(Work task) Retype the data exactly. Spelling and punctuation stay as they are.

(Source information)

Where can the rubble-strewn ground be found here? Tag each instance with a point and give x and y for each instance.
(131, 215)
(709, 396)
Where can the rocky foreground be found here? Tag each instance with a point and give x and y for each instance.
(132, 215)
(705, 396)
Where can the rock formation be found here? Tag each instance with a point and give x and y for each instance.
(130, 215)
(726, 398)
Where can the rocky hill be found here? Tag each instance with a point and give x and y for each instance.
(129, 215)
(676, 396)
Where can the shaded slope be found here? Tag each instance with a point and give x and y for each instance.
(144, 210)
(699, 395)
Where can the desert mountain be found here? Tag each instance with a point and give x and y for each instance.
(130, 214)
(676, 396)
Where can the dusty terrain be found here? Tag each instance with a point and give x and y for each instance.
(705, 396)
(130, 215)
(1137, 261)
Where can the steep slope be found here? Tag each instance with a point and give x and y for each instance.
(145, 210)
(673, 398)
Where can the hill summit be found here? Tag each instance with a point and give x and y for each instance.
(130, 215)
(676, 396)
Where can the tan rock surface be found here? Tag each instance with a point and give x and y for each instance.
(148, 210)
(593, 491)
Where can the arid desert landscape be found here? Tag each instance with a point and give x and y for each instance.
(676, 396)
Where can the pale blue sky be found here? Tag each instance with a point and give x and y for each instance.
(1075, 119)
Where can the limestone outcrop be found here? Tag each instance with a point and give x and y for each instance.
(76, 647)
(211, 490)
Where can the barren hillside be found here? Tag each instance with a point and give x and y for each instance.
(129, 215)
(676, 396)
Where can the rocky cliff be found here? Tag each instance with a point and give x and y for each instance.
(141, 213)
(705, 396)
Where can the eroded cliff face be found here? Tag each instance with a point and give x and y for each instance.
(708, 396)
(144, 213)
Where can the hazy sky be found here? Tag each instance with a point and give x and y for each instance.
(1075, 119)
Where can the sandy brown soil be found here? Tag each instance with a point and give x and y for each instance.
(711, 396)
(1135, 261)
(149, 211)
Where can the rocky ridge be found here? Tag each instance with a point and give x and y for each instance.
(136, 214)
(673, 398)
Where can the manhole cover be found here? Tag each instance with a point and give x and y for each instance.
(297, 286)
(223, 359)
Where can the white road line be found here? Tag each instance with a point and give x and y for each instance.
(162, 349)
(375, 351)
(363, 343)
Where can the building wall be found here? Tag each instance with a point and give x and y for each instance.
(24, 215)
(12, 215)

(End Source information)

(Task answer)
Where can the rubble-strewn ground be found here? Tag each instance with a point and give x and y for each instance.
(131, 215)
(709, 396)
Where can the rocky foreground be found here? Tag each instance with a point and give x and y for each instance.
(132, 215)
(705, 396)
Where can the rock formation be found here? Tag each instance with a point and give x and y for each instance.
(130, 215)
(726, 398)
Where can the rocky hill be found here? Tag each instance with a point and give x and y for each instance.
(129, 215)
(676, 396)
Where can the shaded slope be found here? Tag each instance with a point and give x and y for each instance.
(144, 210)
(699, 395)
Where can the desert mountain be found here? Tag each instance with a point and give x and y for each instance.
(130, 214)
(676, 396)
Where can the dusty terrain be found here? Tag each instance with a point and give x and y for each instance.
(705, 396)
(130, 215)
(1137, 261)
Where can the steep slope be found here? Tag each instance with a point and give x and y for each instance.
(145, 210)
(673, 398)
Where can the hill summit be found here? Tag each instance with a point and give x and y for each instance.
(130, 215)
(676, 396)
Where can the tan rock surface be found here? Tag each instance with a point and give x and y for each instance.
(148, 210)
(593, 491)
Where can the arid desert landscape be found here? Tag each instance with a point and give x and y for each instance.
(676, 396)
Where can the pale blue sky be found here? Tag each instance with a point and give x and y for each instance.
(1075, 119)
Where can the limestone outcrop be found here? Tag each instance with a point and give x and y for each instance.
(76, 647)
(211, 490)
Where can the barren hillside be found here? Tag each instance with a point and give x and y for each instance.
(129, 215)
(676, 396)
Where can the rocky cliff be found here? Tag each instance with a point and give x and y for each instance.
(141, 213)
(705, 396)
Where can the eroded cliff face be found here? Tag each instance with a point and give x and y for each instance.
(708, 396)
(144, 213)
Where can the hazy sky be found here? Tag each instance with a point and give x and y for each instance.
(1075, 119)
Where can the sandy brown soil be found here? Tag each instance with a point and give x and y for each instance.
(711, 396)
(1135, 261)
(149, 211)
Where can the rocky ridge be found here? Tag each instance with a point and give x and y for each instance.
(136, 214)
(673, 398)
Where can the manhole cover be found here? Tag each instance with a point and give x and y for each instance.
(297, 286)
(223, 359)
Where can the white road line be found here? Tag each instance with a point and give x and y for each instance.
(162, 349)
(375, 351)
(363, 343)
Where can the building wall be found here? Tag each instance with a point and give x and y for each instance.
(24, 215)
(12, 215)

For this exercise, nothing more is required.